* [EXERCISE DATA]:
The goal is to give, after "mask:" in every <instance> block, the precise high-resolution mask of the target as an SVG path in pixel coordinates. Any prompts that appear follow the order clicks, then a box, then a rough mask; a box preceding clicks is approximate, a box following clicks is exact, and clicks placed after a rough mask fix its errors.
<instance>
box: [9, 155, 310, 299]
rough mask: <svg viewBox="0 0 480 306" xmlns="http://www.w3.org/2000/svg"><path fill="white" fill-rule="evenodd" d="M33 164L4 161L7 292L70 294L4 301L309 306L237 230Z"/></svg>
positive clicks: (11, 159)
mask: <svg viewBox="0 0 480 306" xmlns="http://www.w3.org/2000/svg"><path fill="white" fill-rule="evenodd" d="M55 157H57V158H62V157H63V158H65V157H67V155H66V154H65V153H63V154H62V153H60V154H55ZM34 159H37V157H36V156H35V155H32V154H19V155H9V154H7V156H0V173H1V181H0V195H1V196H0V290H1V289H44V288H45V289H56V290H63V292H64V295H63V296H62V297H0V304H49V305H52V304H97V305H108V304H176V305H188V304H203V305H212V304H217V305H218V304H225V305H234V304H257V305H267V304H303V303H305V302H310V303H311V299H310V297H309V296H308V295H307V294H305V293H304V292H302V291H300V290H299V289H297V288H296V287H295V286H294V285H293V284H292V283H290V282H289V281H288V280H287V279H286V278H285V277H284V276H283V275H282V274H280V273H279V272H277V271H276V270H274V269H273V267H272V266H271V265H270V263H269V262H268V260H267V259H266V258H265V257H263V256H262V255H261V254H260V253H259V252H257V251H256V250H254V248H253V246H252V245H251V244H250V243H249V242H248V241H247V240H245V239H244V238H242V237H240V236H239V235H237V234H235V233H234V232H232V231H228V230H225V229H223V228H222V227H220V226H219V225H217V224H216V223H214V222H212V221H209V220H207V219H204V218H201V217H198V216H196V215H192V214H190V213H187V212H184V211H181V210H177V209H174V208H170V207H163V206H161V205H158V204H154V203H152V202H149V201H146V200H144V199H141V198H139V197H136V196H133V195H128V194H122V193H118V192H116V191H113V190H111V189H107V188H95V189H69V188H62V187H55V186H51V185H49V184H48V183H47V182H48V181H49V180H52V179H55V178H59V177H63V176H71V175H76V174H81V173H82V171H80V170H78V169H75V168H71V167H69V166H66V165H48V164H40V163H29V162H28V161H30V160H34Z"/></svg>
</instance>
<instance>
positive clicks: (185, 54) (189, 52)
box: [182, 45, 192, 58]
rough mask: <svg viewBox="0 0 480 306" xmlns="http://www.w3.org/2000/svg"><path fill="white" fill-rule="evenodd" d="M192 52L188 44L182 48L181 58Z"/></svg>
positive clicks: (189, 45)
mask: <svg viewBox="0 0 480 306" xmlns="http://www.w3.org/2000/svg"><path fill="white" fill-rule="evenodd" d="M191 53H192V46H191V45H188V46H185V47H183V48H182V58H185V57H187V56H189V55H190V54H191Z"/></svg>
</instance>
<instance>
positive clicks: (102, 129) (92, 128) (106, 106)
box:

* [WHAT THE TASK REQUIRES]: Of all the entries above, repeat only the lines from the line that has "positive clicks: (11, 159)" to the line that has "positive clicks: (185, 54) (189, 52)", both lines included, exactly.

* [PROBLEM SOLUTION]:
positive clicks: (11, 159)
mask: <svg viewBox="0 0 480 306" xmlns="http://www.w3.org/2000/svg"><path fill="white" fill-rule="evenodd" d="M55 157H57V158H62V157H63V158H65V157H67V155H66V154H65V153H63V154H62V153H60V154H55ZM34 159H37V157H36V156H35V155H32V154H19V155H9V154H7V156H0V173H1V181H0V195H1V196H0V290H1V289H44V288H45V289H56V290H63V292H64V295H63V296H62V297H0V304H49V305H52V304H97V305H108V304H176V305H188V304H203V305H212V304H217V305H218V304H225V305H234V304H257V305H267V304H303V303H305V302H310V303H311V299H310V297H309V296H308V295H307V294H305V293H304V292H302V291H300V290H299V289H297V288H296V287H295V286H294V285H293V284H292V283H290V282H289V281H288V280H287V279H286V278H285V277H284V276H283V275H282V274H280V273H279V272H277V271H276V270H274V269H273V267H272V266H271V265H270V263H269V262H268V260H267V259H266V258H265V257H263V256H262V255H261V254H260V253H259V252H257V251H256V250H254V248H253V246H252V245H251V244H250V243H249V242H248V241H247V240H245V239H244V238H242V237H240V236H239V235H237V234H235V233H234V232H232V231H228V230H225V229H223V228H222V227H220V226H219V225H217V224H216V223H214V222H212V221H209V220H207V219H204V218H201V217H198V216H196V215H192V214H190V213H187V212H184V211H181V210H177V209H174V208H170V207H163V206H161V205H158V204H154V203H152V202H149V201H146V200H144V199H141V198H139V197H136V196H133V195H128V194H122V193H118V192H116V191H113V190H111V189H107V188H95V189H69V188H62V187H55V186H51V185H49V184H48V183H47V182H48V181H49V180H52V179H55V178H59V177H63V176H71V175H76V174H81V173H82V171H80V170H78V169H75V168H71V167H69V166H66V165H48V164H40V163H29V162H28V161H30V160H34Z"/></svg>
</instance>
<instance>
positive clicks: (185, 54) (189, 52)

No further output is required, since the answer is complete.